[start of Material provided]

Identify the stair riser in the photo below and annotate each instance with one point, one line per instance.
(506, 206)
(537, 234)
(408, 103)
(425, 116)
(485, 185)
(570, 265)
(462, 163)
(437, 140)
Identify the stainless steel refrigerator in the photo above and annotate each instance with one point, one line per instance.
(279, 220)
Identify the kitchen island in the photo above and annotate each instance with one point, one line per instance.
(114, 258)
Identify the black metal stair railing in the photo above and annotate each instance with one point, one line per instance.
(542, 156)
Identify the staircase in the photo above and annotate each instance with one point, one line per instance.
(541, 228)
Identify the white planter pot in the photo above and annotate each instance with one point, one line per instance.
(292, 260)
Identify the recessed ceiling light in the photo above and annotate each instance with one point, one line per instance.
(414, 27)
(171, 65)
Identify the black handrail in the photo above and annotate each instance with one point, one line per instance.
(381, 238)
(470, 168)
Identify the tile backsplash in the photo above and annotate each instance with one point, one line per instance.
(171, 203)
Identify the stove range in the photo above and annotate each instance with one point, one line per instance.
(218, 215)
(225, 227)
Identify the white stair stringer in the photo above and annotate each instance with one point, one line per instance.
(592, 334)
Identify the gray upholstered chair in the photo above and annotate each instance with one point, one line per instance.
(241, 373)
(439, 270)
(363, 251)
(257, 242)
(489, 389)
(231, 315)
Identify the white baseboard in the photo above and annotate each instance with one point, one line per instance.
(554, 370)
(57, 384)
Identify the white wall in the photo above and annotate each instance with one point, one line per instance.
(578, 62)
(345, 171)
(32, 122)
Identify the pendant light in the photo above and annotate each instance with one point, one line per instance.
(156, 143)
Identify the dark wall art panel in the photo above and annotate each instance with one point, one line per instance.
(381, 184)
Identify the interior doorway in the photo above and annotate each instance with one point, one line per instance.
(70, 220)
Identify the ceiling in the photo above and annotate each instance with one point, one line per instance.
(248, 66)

[end of Material provided]
[start of Material provided]

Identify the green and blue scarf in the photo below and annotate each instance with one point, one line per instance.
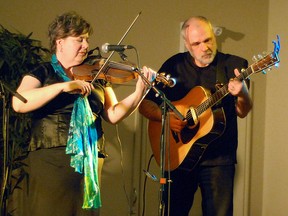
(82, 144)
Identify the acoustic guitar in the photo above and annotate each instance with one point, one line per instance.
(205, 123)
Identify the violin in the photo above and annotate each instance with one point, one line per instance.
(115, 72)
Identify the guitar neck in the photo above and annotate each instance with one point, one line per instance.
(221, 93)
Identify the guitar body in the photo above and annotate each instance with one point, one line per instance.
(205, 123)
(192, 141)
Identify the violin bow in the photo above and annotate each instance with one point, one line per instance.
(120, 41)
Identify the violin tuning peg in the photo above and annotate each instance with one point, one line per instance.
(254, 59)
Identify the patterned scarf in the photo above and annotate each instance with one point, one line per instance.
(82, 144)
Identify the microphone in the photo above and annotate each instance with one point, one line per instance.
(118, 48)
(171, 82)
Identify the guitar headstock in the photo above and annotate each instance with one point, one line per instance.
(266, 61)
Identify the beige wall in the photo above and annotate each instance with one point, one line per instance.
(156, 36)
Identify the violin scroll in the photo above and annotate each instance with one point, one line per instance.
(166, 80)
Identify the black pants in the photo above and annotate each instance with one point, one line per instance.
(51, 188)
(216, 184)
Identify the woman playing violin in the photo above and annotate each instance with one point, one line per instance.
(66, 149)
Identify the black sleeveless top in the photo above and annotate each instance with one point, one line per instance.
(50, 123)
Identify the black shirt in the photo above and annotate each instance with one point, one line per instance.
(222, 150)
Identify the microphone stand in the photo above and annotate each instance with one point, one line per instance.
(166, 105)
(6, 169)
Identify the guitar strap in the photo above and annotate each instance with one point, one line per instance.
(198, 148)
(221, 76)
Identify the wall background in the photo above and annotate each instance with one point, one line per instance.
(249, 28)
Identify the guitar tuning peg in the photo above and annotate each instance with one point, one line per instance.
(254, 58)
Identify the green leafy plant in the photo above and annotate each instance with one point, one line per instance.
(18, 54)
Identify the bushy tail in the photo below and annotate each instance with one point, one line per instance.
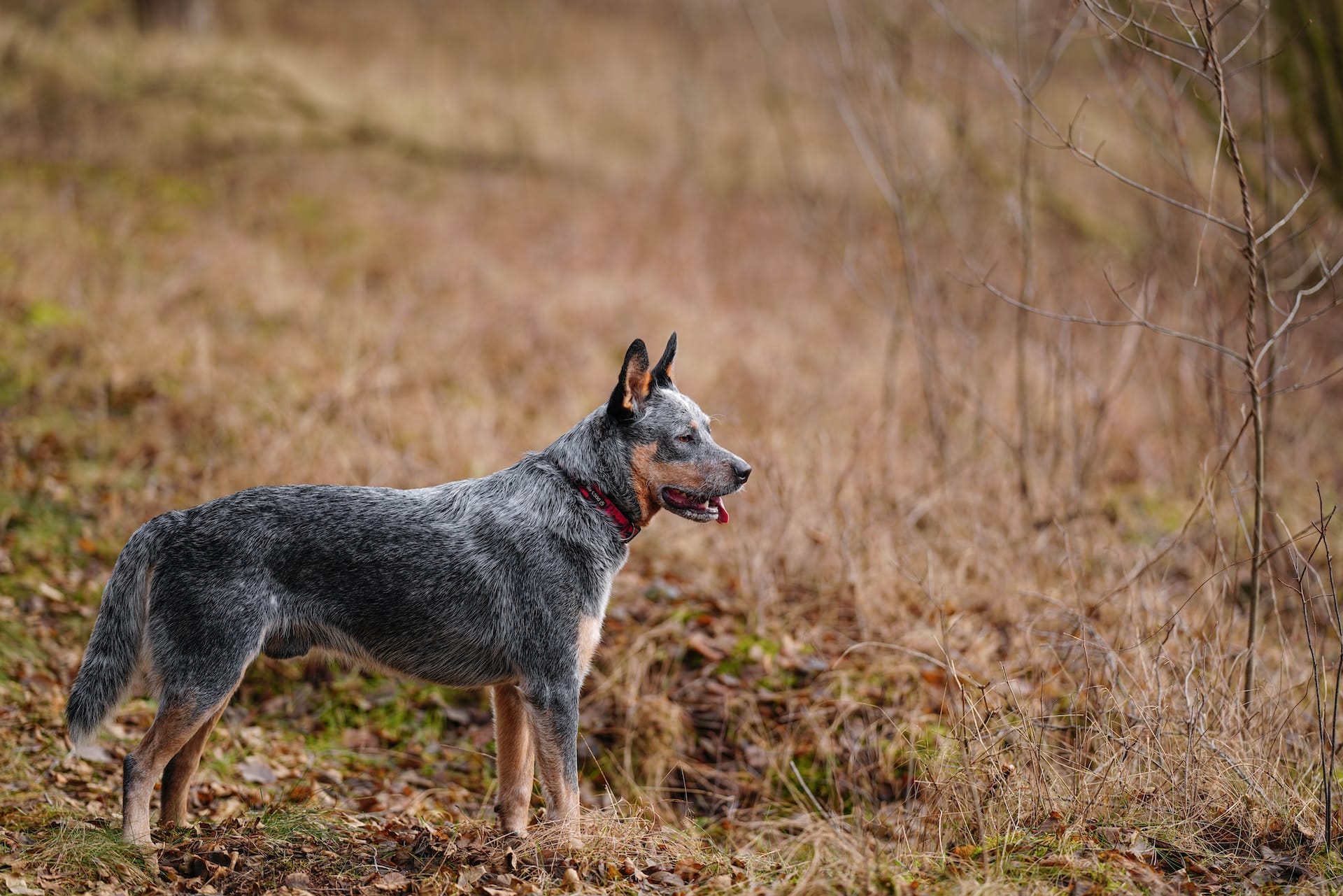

[end of Material provided]

» **What is being asked**: Extract every line of the records above that contains the word "green".

» **Solution**:
Identify the green and blue scarf in the photo below and annotate each instance with one point, one line per instance.
Identify the green leafy plant in the photo above and annotate each instance with one point, one line per instance.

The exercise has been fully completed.